◆ Instructions to follow ◆
Write each line of the records below as one string in a JSON list, and skip any blank lines.
## start Supplied information
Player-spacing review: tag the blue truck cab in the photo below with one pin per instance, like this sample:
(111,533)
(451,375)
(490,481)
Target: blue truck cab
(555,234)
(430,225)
## end Supplied information
◆ Answer to this exercise ◆
[
  "Player-spacing review: tag the blue truck cab in the photo below with one pin per instance, like this sample:",
  "(111,533)",
  "(451,375)",
  "(490,481)",
  "Target: blue truck cab",
  "(555,234)",
  "(430,225)"
]